◆ DATA ENTRIES:
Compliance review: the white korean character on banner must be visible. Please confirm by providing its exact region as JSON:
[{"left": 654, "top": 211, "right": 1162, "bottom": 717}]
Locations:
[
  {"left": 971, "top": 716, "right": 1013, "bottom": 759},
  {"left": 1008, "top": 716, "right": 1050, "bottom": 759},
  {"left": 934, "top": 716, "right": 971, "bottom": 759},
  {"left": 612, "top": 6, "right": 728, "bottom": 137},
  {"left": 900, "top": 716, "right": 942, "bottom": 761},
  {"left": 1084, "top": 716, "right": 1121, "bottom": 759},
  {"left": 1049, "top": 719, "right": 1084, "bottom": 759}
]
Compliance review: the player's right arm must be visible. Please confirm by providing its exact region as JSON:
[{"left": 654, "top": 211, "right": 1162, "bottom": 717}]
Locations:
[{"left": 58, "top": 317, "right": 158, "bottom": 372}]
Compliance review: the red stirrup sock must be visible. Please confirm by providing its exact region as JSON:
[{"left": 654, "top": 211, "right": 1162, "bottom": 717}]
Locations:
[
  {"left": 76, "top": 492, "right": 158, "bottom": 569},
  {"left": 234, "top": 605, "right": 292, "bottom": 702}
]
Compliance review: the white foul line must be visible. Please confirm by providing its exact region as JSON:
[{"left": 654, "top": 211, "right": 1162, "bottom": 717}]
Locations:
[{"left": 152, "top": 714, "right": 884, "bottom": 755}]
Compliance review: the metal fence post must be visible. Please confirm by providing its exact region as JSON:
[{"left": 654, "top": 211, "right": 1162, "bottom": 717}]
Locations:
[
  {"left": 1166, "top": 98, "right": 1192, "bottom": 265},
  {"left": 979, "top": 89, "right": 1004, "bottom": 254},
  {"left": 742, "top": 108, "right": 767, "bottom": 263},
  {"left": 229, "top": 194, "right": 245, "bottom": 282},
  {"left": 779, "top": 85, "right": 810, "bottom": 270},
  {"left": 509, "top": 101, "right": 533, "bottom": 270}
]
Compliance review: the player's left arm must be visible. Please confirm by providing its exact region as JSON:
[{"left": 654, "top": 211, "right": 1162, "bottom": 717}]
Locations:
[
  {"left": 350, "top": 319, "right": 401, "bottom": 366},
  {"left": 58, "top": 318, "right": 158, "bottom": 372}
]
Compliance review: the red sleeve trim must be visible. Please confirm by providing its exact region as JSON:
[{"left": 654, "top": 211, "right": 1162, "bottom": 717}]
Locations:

◆ GOAL:
Please reproduce each line exactly as written.

◆ TASK ANSWER:
Compliance review: the white korean character on banner must be visible. Please confirm by providing its exact region as JSON:
[{"left": 654, "top": 211, "right": 1162, "bottom": 717}]
Locations:
[
  {"left": 971, "top": 716, "right": 1013, "bottom": 759},
  {"left": 1008, "top": 716, "right": 1050, "bottom": 759},
  {"left": 934, "top": 716, "right": 971, "bottom": 759},
  {"left": 612, "top": 6, "right": 728, "bottom": 137},
  {"left": 900, "top": 716, "right": 942, "bottom": 761},
  {"left": 1084, "top": 716, "right": 1121, "bottom": 759},
  {"left": 1049, "top": 719, "right": 1084, "bottom": 759}
]
Compliance review: the player's right arm must be visible. Please confirm by providing its exact region as JSON:
[{"left": 654, "top": 211, "right": 1162, "bottom": 717}]
Locations:
[{"left": 58, "top": 317, "right": 158, "bottom": 372}]
Compliance review: the red stirrup sock must be visible. Please confirm by providing its exact region as JSON:
[{"left": 654, "top": 211, "right": 1162, "bottom": 717}]
Locations:
[
  {"left": 76, "top": 492, "right": 158, "bottom": 569},
  {"left": 234, "top": 605, "right": 292, "bottom": 702}
]
Compliance review: the white foul line must be visible. Please confirm by providing its exact region as JSON:
[{"left": 654, "top": 211, "right": 1162, "bottom": 717}]
Locations:
[{"left": 152, "top": 714, "right": 884, "bottom": 755}]
Compliance review: the metal fence post must be visible. Please confirm by providing its exact region as JSON:
[{"left": 654, "top": 211, "right": 1162, "bottom": 717}]
Locations:
[
  {"left": 1166, "top": 98, "right": 1192, "bottom": 265},
  {"left": 979, "top": 89, "right": 1004, "bottom": 254},
  {"left": 742, "top": 108, "right": 767, "bottom": 263},
  {"left": 229, "top": 194, "right": 245, "bottom": 282},
  {"left": 779, "top": 85, "right": 810, "bottom": 270},
  {"left": 509, "top": 101, "right": 533, "bottom": 270}
]
Compliance review: the player's left arm must be visible. Please confirm by providing its exact region as JSON:
[{"left": 654, "top": 211, "right": 1162, "bottom": 717}]
Locations:
[
  {"left": 350, "top": 319, "right": 401, "bottom": 366},
  {"left": 58, "top": 318, "right": 158, "bottom": 372}
]
Compliance review: the red sleeve trim must be visible. Please confirm by providing its exact region as JSON:
[{"left": 654, "top": 211, "right": 1162, "bottom": 717}]
Locations:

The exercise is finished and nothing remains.